What would it mean to imagine a festival dramaturgically? Can the frenetic, experiential, inherently polyvocal qualities of a festive “vibe” be effectively reproduced on the page? Or does the dramatic mode, with its demand for a singular structural progression, do inherent violence to the multifaceted ways in which festivals perform? These philosophical questions for the theatre intersect with the materiality of a postapartheid South Africa that increasingly understands itself as a festival capital, as a place where “creative cities” form a central focus of current economic policymaking. In this context, my imagined theatre attempts a double-move grounded in the specificity of the tiny dorp of Grahamstown during the annual National Arts Festival.
It begins by converting the theatrical audiences that “take in” festival shows into objects of theatricality, a preparatory move that implicates spectators as participants in the production of the city aesthetic that follows. Articulations of this aesthetic take place in the next two “vistas,” a term which I have chosen over “scenes” because they require no sense of dramatic arc, and because they allude to a kind of futurity untethered from the stringency of the now. Instead of a logical progression of dramatic action, these vistas are self-contained worlds that seamlessly pass into and out of one another through shifting audio-visual aesthetic paradigms (the vistas, in fact, are interchangeable and can be reiterated into infinity).
I based this imagined theatre off three years of ethnographic observation of Grahamstown’s “11 Days of Amazing!” I combined images, people, and stories I recorded during this fieldwork with my own take on pressing civic tensions: the securitization of city space, the neoliberalization of the festival organization, the racialized bifurcation of street arts and theatergoing. Perhaps those who have attended the Grahamstown festival may see something of their experience represented in these grounded details; but, in some ways, the idyllic Grahamstown constructed here, bears little resemblance to the Grahamstown of today—it is utopic, meant in the best sense of the word.

» Short problem 1
According to the passage on the Grahamstown festival, how many years of ethnographic observation was the imagined theatre based on?
» Short problem 2
Extend the passage on the Grahamstown National Arts Festival, picking up after its final sentence.

(Data lines)
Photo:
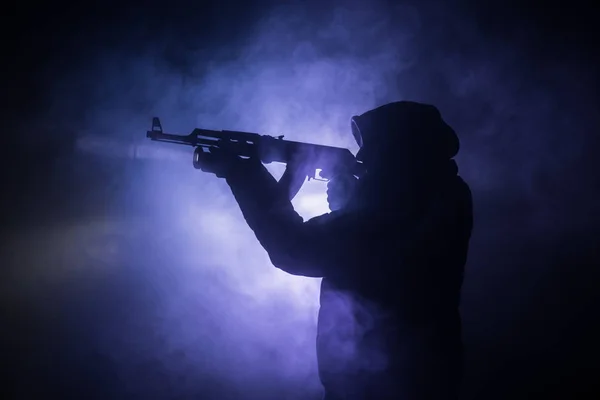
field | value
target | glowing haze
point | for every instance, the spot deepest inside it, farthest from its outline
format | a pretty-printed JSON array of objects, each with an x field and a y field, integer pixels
[{"x": 190, "y": 299}]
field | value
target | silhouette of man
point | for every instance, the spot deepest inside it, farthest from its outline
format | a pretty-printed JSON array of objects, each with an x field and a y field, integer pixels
[{"x": 391, "y": 254}]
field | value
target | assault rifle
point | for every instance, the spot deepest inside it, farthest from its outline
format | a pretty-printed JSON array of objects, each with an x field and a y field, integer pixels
[{"x": 303, "y": 160}]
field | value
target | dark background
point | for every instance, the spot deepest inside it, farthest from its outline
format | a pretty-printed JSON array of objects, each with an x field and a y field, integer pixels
[{"x": 530, "y": 302}]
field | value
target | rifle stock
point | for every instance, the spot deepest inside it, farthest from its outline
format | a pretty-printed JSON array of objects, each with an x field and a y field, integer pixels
[{"x": 303, "y": 160}]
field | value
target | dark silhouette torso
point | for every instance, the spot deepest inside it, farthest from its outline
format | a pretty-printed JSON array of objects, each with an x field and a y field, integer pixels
[{"x": 389, "y": 324}]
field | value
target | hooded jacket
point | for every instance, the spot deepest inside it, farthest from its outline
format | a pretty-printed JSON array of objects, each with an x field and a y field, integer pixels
[{"x": 389, "y": 324}]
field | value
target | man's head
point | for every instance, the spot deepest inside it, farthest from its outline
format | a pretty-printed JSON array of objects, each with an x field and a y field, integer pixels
[
  {"x": 412, "y": 131},
  {"x": 402, "y": 144}
]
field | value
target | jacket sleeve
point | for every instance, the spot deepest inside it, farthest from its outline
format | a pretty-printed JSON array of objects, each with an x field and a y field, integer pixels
[{"x": 312, "y": 249}]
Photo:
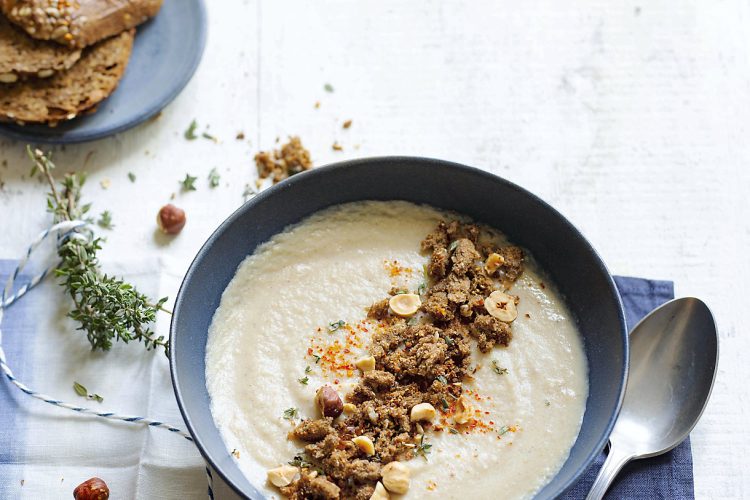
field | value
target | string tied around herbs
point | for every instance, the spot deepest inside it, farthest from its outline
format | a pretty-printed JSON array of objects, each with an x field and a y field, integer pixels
[{"x": 65, "y": 231}]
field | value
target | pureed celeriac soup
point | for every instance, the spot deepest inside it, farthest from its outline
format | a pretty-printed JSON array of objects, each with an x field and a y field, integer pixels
[{"x": 385, "y": 348}]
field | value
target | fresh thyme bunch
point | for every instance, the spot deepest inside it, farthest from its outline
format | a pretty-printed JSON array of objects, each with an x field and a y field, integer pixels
[{"x": 107, "y": 308}]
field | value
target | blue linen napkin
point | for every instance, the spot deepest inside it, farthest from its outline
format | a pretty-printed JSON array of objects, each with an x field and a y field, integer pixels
[{"x": 668, "y": 476}]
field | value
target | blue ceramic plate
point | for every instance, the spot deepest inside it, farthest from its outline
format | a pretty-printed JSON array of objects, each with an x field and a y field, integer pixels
[
  {"x": 166, "y": 53},
  {"x": 528, "y": 221}
]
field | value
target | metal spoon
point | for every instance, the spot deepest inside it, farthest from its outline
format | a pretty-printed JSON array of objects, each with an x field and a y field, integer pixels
[{"x": 673, "y": 356}]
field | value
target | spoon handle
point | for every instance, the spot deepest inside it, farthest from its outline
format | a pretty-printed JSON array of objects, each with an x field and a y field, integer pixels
[{"x": 612, "y": 465}]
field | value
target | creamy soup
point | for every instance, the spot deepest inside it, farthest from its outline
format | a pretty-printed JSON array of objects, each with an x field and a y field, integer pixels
[{"x": 305, "y": 293}]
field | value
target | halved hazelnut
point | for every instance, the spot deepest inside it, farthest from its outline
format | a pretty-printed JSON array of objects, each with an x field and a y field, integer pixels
[
  {"x": 329, "y": 402},
  {"x": 422, "y": 411},
  {"x": 380, "y": 493},
  {"x": 282, "y": 476},
  {"x": 493, "y": 262},
  {"x": 405, "y": 304},
  {"x": 365, "y": 364},
  {"x": 396, "y": 477},
  {"x": 365, "y": 445},
  {"x": 463, "y": 410},
  {"x": 501, "y": 306}
]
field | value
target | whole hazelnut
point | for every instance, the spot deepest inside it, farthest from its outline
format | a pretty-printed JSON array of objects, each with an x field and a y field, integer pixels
[
  {"x": 93, "y": 489},
  {"x": 329, "y": 402},
  {"x": 171, "y": 219}
]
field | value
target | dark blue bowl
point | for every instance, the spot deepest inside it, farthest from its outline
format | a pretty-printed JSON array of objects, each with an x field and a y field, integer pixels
[{"x": 528, "y": 221}]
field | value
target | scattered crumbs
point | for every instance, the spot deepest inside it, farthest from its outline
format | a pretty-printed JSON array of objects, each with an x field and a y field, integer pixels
[
  {"x": 496, "y": 368},
  {"x": 105, "y": 220},
  {"x": 332, "y": 327},
  {"x": 190, "y": 132},
  {"x": 188, "y": 183},
  {"x": 291, "y": 413},
  {"x": 292, "y": 158},
  {"x": 249, "y": 192},
  {"x": 213, "y": 178}
]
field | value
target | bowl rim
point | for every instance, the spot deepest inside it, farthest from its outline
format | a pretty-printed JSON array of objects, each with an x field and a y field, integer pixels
[{"x": 333, "y": 167}]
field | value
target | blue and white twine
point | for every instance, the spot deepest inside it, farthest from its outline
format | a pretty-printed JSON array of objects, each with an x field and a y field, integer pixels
[{"x": 69, "y": 229}]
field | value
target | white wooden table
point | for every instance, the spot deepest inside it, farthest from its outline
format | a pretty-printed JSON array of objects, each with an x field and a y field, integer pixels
[{"x": 629, "y": 117}]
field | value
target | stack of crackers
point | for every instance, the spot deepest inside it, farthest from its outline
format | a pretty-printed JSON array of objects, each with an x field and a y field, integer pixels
[{"x": 60, "y": 58}]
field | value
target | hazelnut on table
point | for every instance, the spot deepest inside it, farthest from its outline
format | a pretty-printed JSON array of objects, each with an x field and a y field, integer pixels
[
  {"x": 92, "y": 489},
  {"x": 171, "y": 219}
]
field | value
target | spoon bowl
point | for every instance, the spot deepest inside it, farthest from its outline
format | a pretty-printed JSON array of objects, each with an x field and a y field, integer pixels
[{"x": 673, "y": 358}]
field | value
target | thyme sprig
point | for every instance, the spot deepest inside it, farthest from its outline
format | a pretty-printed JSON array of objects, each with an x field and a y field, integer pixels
[{"x": 107, "y": 308}]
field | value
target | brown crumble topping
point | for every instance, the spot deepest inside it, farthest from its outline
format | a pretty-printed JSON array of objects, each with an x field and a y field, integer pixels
[
  {"x": 292, "y": 158},
  {"x": 423, "y": 359}
]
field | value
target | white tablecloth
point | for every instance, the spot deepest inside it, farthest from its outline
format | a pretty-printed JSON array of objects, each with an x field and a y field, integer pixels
[{"x": 631, "y": 118}]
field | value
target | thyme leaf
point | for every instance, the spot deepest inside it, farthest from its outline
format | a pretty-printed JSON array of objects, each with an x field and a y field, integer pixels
[
  {"x": 213, "y": 178},
  {"x": 188, "y": 183},
  {"x": 83, "y": 392},
  {"x": 105, "y": 220},
  {"x": 190, "y": 132}
]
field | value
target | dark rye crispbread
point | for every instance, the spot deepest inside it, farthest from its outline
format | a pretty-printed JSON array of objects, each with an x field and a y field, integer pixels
[
  {"x": 22, "y": 56},
  {"x": 69, "y": 93},
  {"x": 78, "y": 23}
]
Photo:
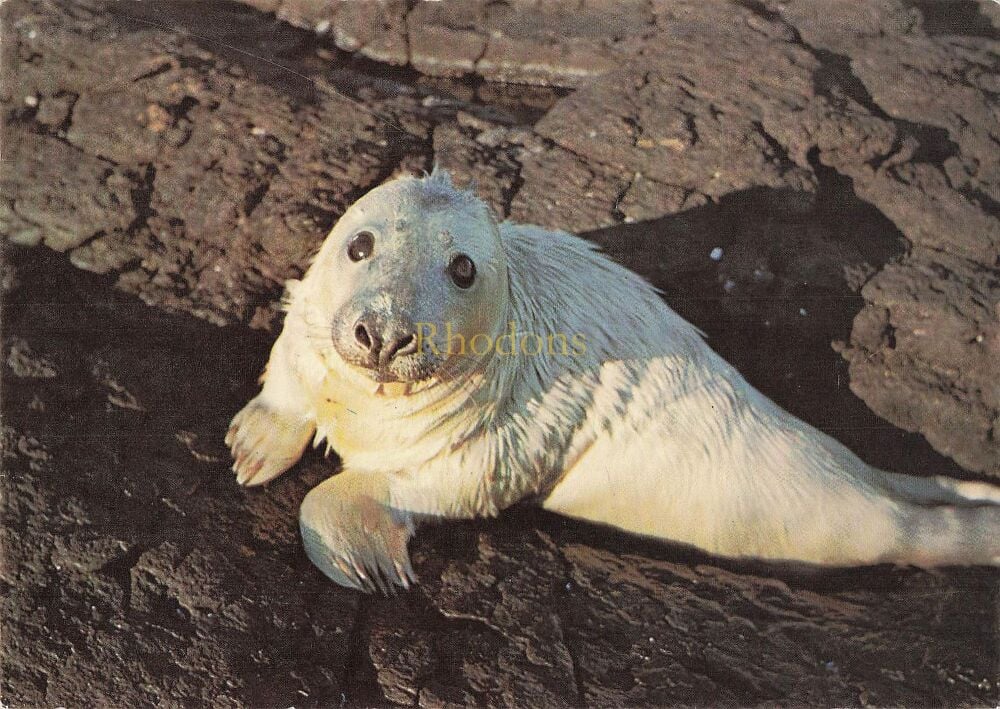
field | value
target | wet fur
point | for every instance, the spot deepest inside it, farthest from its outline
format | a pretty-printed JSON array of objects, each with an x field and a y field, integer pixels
[{"x": 649, "y": 430}]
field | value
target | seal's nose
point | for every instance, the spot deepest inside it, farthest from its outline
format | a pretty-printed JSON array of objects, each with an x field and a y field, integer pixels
[{"x": 383, "y": 344}]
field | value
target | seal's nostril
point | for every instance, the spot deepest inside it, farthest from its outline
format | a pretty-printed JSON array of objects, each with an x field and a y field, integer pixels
[
  {"x": 362, "y": 336},
  {"x": 403, "y": 346}
]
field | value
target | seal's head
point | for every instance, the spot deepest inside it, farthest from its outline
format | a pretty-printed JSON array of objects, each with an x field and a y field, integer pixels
[{"x": 412, "y": 267}]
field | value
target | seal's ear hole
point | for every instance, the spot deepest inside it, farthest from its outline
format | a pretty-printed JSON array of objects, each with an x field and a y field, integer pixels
[
  {"x": 462, "y": 271},
  {"x": 361, "y": 246}
]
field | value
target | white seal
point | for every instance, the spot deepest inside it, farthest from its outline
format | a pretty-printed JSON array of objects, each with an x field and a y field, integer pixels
[{"x": 458, "y": 366}]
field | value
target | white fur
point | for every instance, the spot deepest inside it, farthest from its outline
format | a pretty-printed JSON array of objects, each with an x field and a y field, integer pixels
[{"x": 649, "y": 430}]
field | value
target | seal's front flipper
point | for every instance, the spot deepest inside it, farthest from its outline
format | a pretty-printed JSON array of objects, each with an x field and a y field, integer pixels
[
  {"x": 351, "y": 534},
  {"x": 265, "y": 441}
]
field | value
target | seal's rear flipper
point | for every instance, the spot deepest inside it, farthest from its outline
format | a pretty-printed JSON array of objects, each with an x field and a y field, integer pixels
[{"x": 939, "y": 490}]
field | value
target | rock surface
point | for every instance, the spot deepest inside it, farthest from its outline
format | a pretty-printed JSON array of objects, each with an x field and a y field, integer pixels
[{"x": 839, "y": 159}]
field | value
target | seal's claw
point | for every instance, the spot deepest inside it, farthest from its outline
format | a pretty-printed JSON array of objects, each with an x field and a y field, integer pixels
[
  {"x": 265, "y": 442},
  {"x": 340, "y": 523}
]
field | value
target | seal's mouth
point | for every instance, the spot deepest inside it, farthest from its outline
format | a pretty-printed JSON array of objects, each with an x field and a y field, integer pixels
[{"x": 411, "y": 370}]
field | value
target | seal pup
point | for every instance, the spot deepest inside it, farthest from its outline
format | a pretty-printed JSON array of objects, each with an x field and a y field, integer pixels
[{"x": 638, "y": 425}]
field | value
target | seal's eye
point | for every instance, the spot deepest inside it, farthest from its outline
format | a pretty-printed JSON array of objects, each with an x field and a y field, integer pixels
[
  {"x": 462, "y": 271},
  {"x": 361, "y": 246}
]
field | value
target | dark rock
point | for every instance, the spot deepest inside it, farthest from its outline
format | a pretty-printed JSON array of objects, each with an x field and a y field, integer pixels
[{"x": 788, "y": 173}]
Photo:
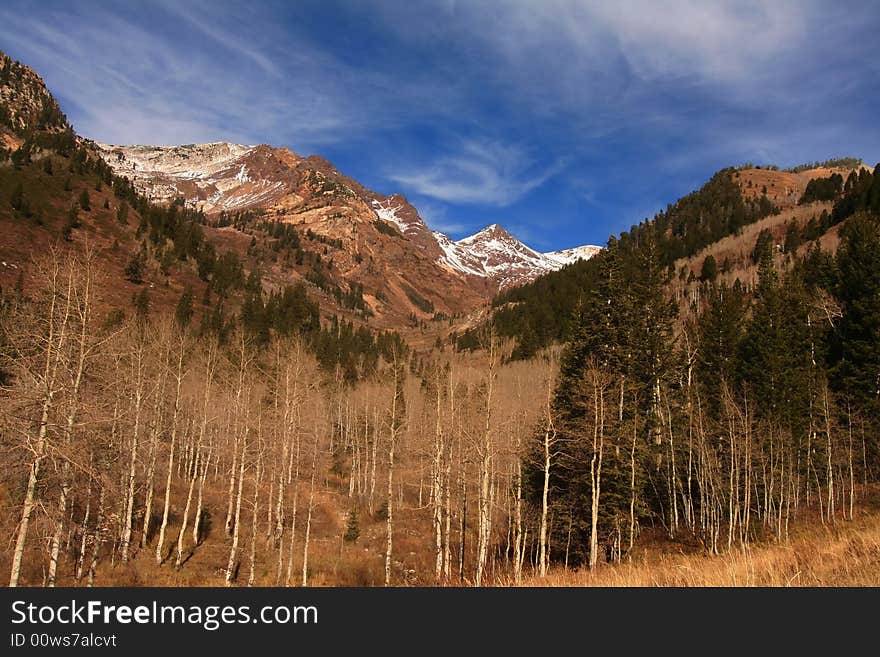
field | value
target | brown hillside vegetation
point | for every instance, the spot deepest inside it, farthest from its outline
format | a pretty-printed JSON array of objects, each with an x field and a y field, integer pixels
[{"x": 844, "y": 554}]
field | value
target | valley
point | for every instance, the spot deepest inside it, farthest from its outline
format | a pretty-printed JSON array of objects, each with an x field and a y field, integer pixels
[{"x": 232, "y": 365}]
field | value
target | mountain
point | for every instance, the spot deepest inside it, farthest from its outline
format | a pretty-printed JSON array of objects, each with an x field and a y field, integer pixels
[
  {"x": 311, "y": 192},
  {"x": 495, "y": 254},
  {"x": 223, "y": 177}
]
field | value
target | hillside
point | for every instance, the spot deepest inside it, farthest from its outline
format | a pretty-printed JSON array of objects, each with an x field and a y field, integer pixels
[
  {"x": 381, "y": 243},
  {"x": 724, "y": 219},
  {"x": 195, "y": 388}
]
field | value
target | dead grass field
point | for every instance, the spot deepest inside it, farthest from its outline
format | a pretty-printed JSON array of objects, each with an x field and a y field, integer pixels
[{"x": 847, "y": 554}]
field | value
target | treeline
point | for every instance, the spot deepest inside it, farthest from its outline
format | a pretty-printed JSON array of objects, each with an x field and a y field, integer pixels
[
  {"x": 540, "y": 313},
  {"x": 149, "y": 451},
  {"x": 761, "y": 410},
  {"x": 833, "y": 163}
]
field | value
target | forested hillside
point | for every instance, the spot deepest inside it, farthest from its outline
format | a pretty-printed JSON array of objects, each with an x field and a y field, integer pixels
[
  {"x": 762, "y": 405},
  {"x": 192, "y": 400}
]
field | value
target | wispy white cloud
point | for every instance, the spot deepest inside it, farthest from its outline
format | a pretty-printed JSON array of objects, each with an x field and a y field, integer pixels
[{"x": 479, "y": 171}]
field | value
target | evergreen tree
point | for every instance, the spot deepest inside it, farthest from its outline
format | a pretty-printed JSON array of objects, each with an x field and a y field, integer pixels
[
  {"x": 856, "y": 349},
  {"x": 352, "y": 527},
  {"x": 134, "y": 270},
  {"x": 184, "y": 311},
  {"x": 709, "y": 272}
]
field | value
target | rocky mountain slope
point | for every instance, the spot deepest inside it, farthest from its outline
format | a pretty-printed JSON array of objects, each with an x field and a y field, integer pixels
[{"x": 223, "y": 177}]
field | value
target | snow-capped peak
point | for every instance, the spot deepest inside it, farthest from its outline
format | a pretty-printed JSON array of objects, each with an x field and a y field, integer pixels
[{"x": 496, "y": 254}]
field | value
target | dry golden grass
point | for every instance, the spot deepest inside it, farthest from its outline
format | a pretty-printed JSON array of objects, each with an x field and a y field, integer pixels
[{"x": 847, "y": 554}]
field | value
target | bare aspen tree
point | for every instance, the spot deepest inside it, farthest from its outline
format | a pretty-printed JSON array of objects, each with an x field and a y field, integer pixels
[
  {"x": 258, "y": 479},
  {"x": 437, "y": 470},
  {"x": 311, "y": 506},
  {"x": 138, "y": 356},
  {"x": 211, "y": 359},
  {"x": 50, "y": 334},
  {"x": 486, "y": 454},
  {"x": 181, "y": 344},
  {"x": 231, "y": 567},
  {"x": 85, "y": 344},
  {"x": 396, "y": 419}
]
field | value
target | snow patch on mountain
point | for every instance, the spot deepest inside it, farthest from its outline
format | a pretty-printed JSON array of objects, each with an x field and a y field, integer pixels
[
  {"x": 389, "y": 213},
  {"x": 569, "y": 256},
  {"x": 496, "y": 254}
]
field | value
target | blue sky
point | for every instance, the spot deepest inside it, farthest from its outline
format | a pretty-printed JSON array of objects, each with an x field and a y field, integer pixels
[{"x": 563, "y": 121}]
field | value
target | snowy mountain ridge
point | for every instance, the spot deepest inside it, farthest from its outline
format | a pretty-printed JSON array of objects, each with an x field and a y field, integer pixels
[
  {"x": 222, "y": 176},
  {"x": 494, "y": 253}
]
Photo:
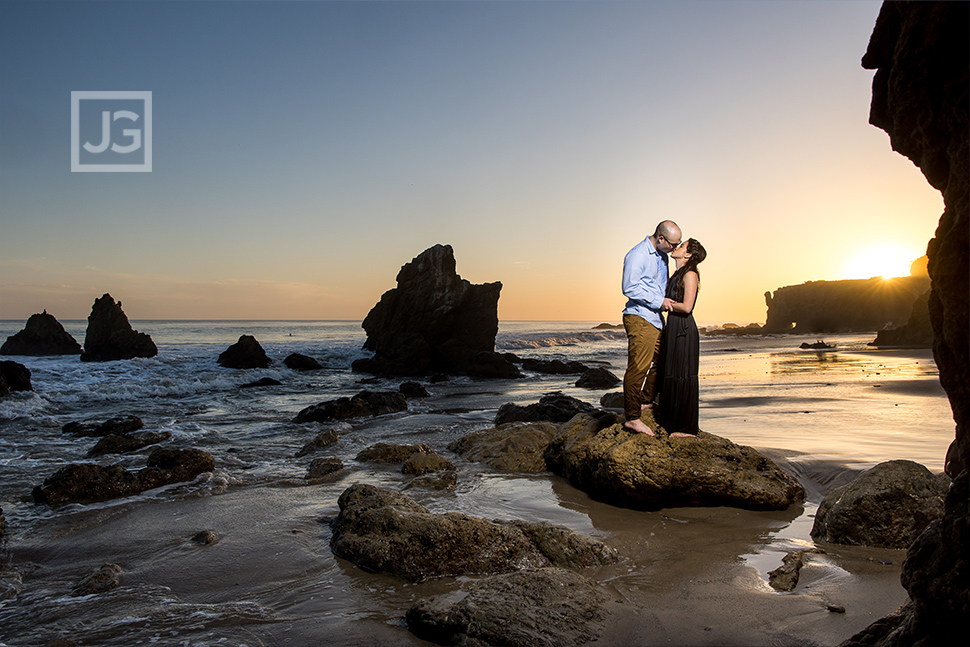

» Task response 1
Three years.

» Task response 2
Festinos always seek a mythical “vibe,” a special affect created when art feels exciting and fresh, when diverse performance traditions intersect, when racial and socio-cultural barriers wither away to allow fleeting moments of communality. By momentarily embracing the tyranny of the dramatic form I hope I have created some semblance of the atmospheric qualities of the best moments of today’s festival vibe, while also emplotting an aspirational vision of a vibe yet to come.
Vista 1: A darkened auditorium with risers climbing twenty feet in the air. We see a packed house. The audience stares straight ahead. Shadows of the dancers it is watching dart energetically across the audience as a cello concerto crescendos. A few people squirm in their thin, navy, “Standard Bank”-emblazoned seat cushions. A teenager in front not-so-discretely pulls out a glowing rectangle to pop off a quick text. A man in the center wretches right and then left, trying in vain to get rid of the crick in his neck.
The music slows, and the shadows of the dancers follow suit. The silhouettes of two hands yawn towards one another—across the audience—meeting in the center as the music fades.
Lights down. After a brief moment, slow claps build to a thunder. Sharp, piercing whistles ring out. Lights come back up. The standing ovation begins immediately.
A few people don’t clap, but instead grab coat, hat, and gloves, and navigate down the risers to escape. They receive much shade from the cheering audience. As they open the exit door a bright, white light floods the auditorium, and the sound of marimbas drowns out the cheering crowd.
Vista 2: A chilly street just outside the auditorium. The marimba music that ended the previous scene continues through the whiteout, and now provides accompaniment that oscillates between quiet, virtuosic solos and mighty full-ensemble jam-out sessions. (author’s note: The music imagined here is the Ilithi Lelanga Marimba Ensemble, but any musical performance from Cape Town, Johannesburg, or Durban can be substituted, so long as it can make a party).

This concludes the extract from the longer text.